Source excerpt:
════════

Rehab "really shattered the concept for me that I was alone," Storm said. "I really dove into recovery and really started diving into my past."

She moved to State College, and told her story outside the rehab walls for the first time in her application to Penn State. Although she was 23 when she started college, it was a time of transformation. After years in the closet, she came out as gay and got into campus activism.

After shaving her head one day, Storm said, she "looked into the mirror at who I am, and I started to fall in love with myself."

"It helped me really establish my sense of self and the way I feel about myself," she said.

Not 'just a job'

Storm was introduced to victim advocacy after receiving a death threat for her activism. After a short stint at an LGBT rights organization, she got her big break in 2003, when she was hired to run the Dauphin County agency. She interviewed with Dauphin County District Attorney Ed Marsico, whom she credits with her career.

"Jennifer's background was certainly unique," Marsico said, "but her passion for victims as a victim and as someone that overcame addiction really carried the day in that interview."

She was in the job for a decade. Among the hundreds of victims and victims' families she worked with was the family of Christopher Thompson, a 23-year-old shot and killed in 2004. Thompson's mother, Cheryl Groome, said Storm has been there for her since that July night when she was awakened by a phone call with the devastating news, not only as an advocate but also as a friend.

Storm was appointed the state's victim advocate by Gov. Tom Corbett and has thrown herself into her work, even "handling phone calls or emails until late at night, just to make sure victims got any news" about perpetrators, said her wife, Fianne van Schaaik.

Over the years, there have been television appearances and speeches, and four books since 2008, but through it all, Storm said, she has never forgotten that 12-year-old girl, in whom she saw herself.

"I think my survival and the fact I've been able to do what I have with my career, those are moments I feel this isn't just a job for me," she said. "It's never more present to me than in those moments."

════════

Jobs:
1. Translate this sentence from the profile of Storm into Spanish: "She was in the job for a decade."
2. Reproduce the passage of the profile of Storm starting at "Over the years, there" and ending at "she saw herself.".
Work only from the profile of Storm above.

(Named region outline records)
════════

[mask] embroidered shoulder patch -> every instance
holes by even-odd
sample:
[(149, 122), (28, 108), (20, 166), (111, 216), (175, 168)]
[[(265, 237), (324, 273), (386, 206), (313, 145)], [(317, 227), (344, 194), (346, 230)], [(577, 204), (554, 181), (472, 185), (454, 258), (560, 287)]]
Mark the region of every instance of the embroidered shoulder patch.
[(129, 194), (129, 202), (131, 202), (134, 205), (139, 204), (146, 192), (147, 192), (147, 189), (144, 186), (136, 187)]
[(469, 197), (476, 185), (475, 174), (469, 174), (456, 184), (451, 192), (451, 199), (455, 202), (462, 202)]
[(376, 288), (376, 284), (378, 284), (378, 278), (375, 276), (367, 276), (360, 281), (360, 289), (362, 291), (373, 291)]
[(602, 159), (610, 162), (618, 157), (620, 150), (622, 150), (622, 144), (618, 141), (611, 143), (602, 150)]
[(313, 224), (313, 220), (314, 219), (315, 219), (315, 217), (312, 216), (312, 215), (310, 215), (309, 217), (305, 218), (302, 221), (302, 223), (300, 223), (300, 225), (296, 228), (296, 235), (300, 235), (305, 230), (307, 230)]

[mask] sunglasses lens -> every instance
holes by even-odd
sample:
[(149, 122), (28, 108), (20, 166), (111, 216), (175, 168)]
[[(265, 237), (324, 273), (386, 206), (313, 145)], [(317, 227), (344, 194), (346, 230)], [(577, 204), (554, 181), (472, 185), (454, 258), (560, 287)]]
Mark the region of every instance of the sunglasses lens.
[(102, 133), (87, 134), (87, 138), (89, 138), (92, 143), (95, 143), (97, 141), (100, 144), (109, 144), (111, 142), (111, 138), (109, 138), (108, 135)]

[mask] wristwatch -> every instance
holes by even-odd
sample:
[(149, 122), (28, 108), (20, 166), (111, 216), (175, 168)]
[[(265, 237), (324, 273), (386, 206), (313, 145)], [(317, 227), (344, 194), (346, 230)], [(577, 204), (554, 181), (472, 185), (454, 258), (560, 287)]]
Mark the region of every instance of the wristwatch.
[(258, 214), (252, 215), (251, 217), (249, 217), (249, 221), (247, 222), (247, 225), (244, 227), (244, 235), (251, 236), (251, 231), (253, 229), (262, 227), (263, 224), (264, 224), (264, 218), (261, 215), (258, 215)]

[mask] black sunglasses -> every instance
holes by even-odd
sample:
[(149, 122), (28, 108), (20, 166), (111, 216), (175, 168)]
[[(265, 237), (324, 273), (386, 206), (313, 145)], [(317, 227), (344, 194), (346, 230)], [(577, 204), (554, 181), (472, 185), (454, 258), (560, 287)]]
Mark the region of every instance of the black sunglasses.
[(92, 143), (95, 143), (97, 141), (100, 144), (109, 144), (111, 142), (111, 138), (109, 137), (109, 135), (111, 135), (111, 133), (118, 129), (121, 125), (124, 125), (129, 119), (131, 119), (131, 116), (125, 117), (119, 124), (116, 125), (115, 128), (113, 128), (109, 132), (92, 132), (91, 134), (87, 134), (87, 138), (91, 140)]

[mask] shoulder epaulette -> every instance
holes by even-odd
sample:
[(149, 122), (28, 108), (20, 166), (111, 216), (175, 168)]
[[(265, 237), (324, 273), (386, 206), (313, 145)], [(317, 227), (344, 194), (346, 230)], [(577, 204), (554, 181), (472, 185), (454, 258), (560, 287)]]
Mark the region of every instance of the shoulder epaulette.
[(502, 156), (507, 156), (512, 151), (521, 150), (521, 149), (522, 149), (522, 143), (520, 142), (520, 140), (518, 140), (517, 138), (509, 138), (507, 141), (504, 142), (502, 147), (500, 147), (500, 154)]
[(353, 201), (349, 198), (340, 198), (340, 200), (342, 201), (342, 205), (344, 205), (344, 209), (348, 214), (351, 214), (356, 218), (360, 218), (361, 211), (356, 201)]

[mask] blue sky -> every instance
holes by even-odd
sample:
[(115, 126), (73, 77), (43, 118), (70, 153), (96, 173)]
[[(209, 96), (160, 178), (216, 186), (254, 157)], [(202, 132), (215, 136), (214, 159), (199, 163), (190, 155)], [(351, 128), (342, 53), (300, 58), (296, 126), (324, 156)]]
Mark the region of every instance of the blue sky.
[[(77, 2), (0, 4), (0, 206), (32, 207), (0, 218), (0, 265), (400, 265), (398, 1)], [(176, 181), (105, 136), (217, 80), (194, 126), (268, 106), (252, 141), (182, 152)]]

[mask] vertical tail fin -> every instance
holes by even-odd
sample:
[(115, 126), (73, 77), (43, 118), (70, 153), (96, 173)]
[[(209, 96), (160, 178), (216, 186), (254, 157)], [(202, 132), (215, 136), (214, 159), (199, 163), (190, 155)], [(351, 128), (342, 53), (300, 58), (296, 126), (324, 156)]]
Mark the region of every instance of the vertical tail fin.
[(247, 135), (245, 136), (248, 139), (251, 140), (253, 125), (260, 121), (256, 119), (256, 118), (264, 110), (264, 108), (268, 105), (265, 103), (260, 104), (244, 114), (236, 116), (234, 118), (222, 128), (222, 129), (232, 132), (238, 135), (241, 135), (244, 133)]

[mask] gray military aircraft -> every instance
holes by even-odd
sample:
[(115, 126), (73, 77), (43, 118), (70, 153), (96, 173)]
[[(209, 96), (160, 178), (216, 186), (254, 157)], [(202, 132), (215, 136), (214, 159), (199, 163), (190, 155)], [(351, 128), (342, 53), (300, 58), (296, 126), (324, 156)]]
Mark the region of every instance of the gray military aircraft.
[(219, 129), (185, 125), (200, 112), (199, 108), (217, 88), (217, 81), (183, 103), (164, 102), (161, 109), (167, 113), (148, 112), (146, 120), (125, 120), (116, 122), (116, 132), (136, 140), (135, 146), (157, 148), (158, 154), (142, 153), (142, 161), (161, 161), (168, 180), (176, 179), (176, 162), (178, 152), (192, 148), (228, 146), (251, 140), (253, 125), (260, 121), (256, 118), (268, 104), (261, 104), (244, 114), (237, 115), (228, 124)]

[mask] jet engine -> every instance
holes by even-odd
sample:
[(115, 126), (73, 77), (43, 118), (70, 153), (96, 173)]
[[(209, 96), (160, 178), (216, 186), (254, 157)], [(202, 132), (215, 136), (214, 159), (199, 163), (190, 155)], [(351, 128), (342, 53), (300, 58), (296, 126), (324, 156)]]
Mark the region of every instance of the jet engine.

════════

Results in order:
1. Ocupó el puesto durante una década.

2.
Over the years, there have been television appearances and speeches, and four books since 2008, but through it all, Storm said, she has never forgotten that 12-year-old girl, in whom she saw herself.